- Written request -
Print all of the data exactly.
※
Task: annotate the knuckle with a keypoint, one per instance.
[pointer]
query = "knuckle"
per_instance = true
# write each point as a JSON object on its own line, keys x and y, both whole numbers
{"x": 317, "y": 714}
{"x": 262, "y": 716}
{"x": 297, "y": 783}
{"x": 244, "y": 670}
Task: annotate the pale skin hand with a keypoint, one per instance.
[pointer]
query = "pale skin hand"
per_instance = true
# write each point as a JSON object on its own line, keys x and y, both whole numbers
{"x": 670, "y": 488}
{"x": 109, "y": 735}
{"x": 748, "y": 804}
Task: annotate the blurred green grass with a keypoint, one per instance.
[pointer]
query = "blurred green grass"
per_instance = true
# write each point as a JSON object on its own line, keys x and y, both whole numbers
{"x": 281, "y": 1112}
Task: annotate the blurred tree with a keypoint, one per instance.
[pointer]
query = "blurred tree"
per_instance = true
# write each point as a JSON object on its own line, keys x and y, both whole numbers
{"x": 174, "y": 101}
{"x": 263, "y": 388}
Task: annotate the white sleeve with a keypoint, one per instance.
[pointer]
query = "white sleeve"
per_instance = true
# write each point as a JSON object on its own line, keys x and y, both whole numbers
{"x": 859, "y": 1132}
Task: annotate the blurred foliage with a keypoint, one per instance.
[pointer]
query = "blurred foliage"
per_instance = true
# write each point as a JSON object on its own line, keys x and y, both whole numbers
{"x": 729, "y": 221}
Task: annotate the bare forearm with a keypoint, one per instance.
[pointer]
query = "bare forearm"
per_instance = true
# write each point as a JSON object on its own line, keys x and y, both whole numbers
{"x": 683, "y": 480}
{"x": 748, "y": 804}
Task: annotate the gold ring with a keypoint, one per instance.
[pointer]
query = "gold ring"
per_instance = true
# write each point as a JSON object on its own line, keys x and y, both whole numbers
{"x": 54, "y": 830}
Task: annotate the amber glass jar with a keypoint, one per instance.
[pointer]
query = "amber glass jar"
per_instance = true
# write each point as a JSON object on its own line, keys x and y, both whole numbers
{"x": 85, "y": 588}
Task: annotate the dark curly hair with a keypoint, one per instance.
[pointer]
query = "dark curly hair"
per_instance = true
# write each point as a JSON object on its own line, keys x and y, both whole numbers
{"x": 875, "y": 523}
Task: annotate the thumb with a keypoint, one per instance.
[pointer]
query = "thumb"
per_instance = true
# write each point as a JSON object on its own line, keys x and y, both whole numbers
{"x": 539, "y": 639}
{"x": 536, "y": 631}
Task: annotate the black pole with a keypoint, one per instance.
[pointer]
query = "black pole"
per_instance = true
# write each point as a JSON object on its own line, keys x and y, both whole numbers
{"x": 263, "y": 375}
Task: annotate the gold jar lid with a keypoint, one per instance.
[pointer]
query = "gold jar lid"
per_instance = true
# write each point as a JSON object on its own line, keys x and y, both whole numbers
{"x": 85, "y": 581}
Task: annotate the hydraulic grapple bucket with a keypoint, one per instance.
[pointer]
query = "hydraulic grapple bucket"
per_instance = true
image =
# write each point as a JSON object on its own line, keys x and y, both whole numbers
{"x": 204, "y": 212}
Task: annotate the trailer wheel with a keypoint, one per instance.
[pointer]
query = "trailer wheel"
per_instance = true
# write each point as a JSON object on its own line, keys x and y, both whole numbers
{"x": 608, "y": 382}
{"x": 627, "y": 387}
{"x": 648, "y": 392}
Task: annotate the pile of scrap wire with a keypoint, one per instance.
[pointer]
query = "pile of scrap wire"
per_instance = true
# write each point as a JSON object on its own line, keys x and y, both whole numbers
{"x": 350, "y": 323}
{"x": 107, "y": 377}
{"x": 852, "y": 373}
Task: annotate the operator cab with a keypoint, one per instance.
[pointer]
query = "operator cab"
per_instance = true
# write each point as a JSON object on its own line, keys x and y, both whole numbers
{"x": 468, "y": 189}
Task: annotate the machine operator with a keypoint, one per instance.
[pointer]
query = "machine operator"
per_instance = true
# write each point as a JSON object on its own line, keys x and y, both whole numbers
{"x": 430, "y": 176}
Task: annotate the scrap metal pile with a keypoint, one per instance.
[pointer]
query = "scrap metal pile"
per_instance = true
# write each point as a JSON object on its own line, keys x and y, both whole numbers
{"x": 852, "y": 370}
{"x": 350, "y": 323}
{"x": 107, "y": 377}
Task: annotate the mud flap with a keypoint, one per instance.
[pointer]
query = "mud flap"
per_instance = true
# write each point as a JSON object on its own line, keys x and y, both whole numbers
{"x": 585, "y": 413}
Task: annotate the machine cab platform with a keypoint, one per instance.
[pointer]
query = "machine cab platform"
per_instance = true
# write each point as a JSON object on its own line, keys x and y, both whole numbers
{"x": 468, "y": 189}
※
- Answer for the task -
Task: annotate the knuckle with a keypoint, one per instance.
[pointer]
query = "knuckle"
per_instance = true
# write each point as a JSON object on its own line, keys x and y, both whole numbers
{"x": 317, "y": 714}
{"x": 262, "y": 716}
{"x": 297, "y": 783}
{"x": 244, "y": 670}
Task: annotate the pale skin hand with a keypoint, one per instance.
[pointer]
query = "pale skin hand"
per_instance = true
# write each point as a JSON object on its own line, keys x and y, both whole numbers
{"x": 670, "y": 488}
{"x": 109, "y": 735}
{"x": 748, "y": 804}
Task: annotate the blurred green grass with a keypoint, one per instance.
[pointer]
query = "blurred green grass"
per_instance = true
# write each point as a JSON object on its own line, keys x and y, both whole numbers
{"x": 281, "y": 1112}
Task: annotate the blurred tree with a keypoint, one per instance.
[pointer]
query = "blurred tree"
per_instance = true
# write each point as a JSON object on its own line, keys x and y, both whole numbers
{"x": 174, "y": 101}
{"x": 263, "y": 388}
Task: annotate the white sleeve with a keypoint, one per instance.
[pointer]
query = "white sleeve"
per_instance = true
# write each point as a JSON object on its own line, keys x and y, both whole numbers
{"x": 859, "y": 1132}
Task: annotate the blurred foliage with a keypoint, one per instance.
[pointer]
query = "blurred foliage"
per_instance = true
# write each point as a JSON object on its own line, keys x and y, both whole numbers
{"x": 729, "y": 221}
Task: annotate the bare forearm with a keypoint, one per instance.
[pointer]
query = "bare forearm"
per_instance = true
# write each point as a JSON object on its own line, keys x and y, both whole numbers
{"x": 683, "y": 480}
{"x": 748, "y": 804}
Task: annotate the gold ring with a keypoint, one per instance.
[pointer]
query = "gold ring"
per_instance = true
# write each point as a JSON object on its own line, keys x and y, both whole numbers
{"x": 54, "y": 830}
Task: annotate the amber glass jar with a keypoint, one per instance.
[pointer]
query = "amber glass jar"
per_instance = true
# write each point as a JSON object on its own line, keys x and y, both whole numbers
{"x": 85, "y": 588}
Task: annotate the dark curly hair with a keypoint, one per instance.
[pointer]
query = "dark curly hair"
per_instance = true
# write each point as a JSON object on its own line, keys x and y, both whole numbers
{"x": 875, "y": 523}
Task: annotate the thumb with a keypoint, one per instance.
[pointer]
query = "thumb"
per_instance = true
# write each point as a JSON object on its own line, keys x and y, both whole numbers
{"x": 539, "y": 639}
{"x": 536, "y": 631}
Task: annotate the black pole with a keypoint, one per instance.
[pointer]
query = "black pole"
per_instance = true
# write each point as a JSON object on its own line, keys x and y, both whole numbers
{"x": 263, "y": 375}
Task: annotate the gold jar lid with a keypoint, one per instance.
[pointer]
query = "gold jar lid"
per_instance = true
# write each point as a JSON object on its own line, keys x and y, both whole numbers
{"x": 85, "y": 581}
Task: annotate the hydraulic grapple bucket with a keypoint, one per instance.
[pointer]
query = "hydraulic grapple bucket"
per_instance = true
image =
# write each point as a JSON object on its own line, keys x and y, both whole numbers
{"x": 204, "y": 212}
Task: annotate the trailer wheel with a keypoint, one per instance.
[pointer]
query = "trailer wheel"
per_instance = true
# write each point as a JSON object on its own line, keys x and y, both whole numbers
{"x": 608, "y": 382}
{"x": 627, "y": 387}
{"x": 648, "y": 392}
Task: annotate the pile of scrap wire with a keypoint, one per instance.
[pointer]
query = "pile of scrap wire"
per_instance = true
# write each point as a JSON object on its own line, keys x and y, both whole numbers
{"x": 350, "y": 323}
{"x": 107, "y": 377}
{"x": 852, "y": 373}
Task: annotate the operator cab with a keypoint, one per instance.
[pointer]
query = "operator cab"
per_instance = true
# write each point as a JSON object on its own line, keys x and y, both whole numbers
{"x": 468, "y": 189}
Task: annotate the machine operator with a keypoint, one per instance.
[pointer]
query = "machine operator"
per_instance = true
# write each point as a JSON object on its own line, keys x and y, both whole numbers
{"x": 430, "y": 176}
Task: annotate the scrap metal pile with a keypoint, one per instance.
[pointer]
query = "scrap metal pile"
per_instance = true
# write each point as a JSON object on its own line, keys x and y, both whole numbers
{"x": 852, "y": 370}
{"x": 350, "y": 323}
{"x": 107, "y": 377}
Task: annotate the mud flap with a keypoint, one per instance.
[pointer]
query = "mud flap"
per_instance = true
# write each point as a JSON object on its own line, keys x and y, both whole numbers
{"x": 585, "y": 413}
Task: annotate the machine cab platform with a keypoint, one per instance.
[pointer]
query = "machine cab platform"
per_instance = true
# write each point as a JSON object on its own line, keys x and y, both whole numbers
{"x": 468, "y": 189}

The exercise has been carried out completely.